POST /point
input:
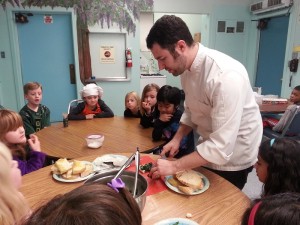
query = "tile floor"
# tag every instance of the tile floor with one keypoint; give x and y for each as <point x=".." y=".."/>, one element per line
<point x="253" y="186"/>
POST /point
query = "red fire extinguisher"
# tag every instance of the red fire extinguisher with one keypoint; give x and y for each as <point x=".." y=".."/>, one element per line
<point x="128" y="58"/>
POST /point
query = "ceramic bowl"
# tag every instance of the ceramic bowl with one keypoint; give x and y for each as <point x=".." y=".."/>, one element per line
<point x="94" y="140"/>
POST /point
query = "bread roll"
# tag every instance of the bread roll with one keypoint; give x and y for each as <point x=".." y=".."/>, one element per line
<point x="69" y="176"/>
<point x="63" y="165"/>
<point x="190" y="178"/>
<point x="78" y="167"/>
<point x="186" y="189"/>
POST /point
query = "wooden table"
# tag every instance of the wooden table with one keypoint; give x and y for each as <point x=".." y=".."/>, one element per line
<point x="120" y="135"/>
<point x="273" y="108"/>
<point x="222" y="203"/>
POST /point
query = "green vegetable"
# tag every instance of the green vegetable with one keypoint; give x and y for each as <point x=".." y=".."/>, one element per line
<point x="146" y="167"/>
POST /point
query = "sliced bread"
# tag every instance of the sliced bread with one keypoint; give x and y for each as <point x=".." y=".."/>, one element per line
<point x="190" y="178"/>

◆ ◆ ◆

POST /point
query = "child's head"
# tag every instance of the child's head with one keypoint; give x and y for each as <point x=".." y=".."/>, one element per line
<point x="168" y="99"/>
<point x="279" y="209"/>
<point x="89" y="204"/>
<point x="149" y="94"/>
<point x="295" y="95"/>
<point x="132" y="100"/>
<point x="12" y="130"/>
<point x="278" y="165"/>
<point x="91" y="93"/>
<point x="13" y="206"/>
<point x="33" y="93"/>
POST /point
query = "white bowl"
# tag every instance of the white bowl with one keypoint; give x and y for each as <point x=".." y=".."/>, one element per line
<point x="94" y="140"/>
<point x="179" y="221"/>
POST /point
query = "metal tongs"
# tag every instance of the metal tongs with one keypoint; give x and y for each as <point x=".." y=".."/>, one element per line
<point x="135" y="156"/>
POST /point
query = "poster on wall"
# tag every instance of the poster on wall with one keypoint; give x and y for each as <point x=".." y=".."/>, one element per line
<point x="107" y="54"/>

◆ ◆ ◆

## Task
Return each line of the data above that contains the word "ceramic", copied in full and unchanged.

## Reply
query = "ceramic bowl"
# tag every instance of the ceramic bowl with one keypoint; give x and y for each as <point x=".." y=".."/>, one element per line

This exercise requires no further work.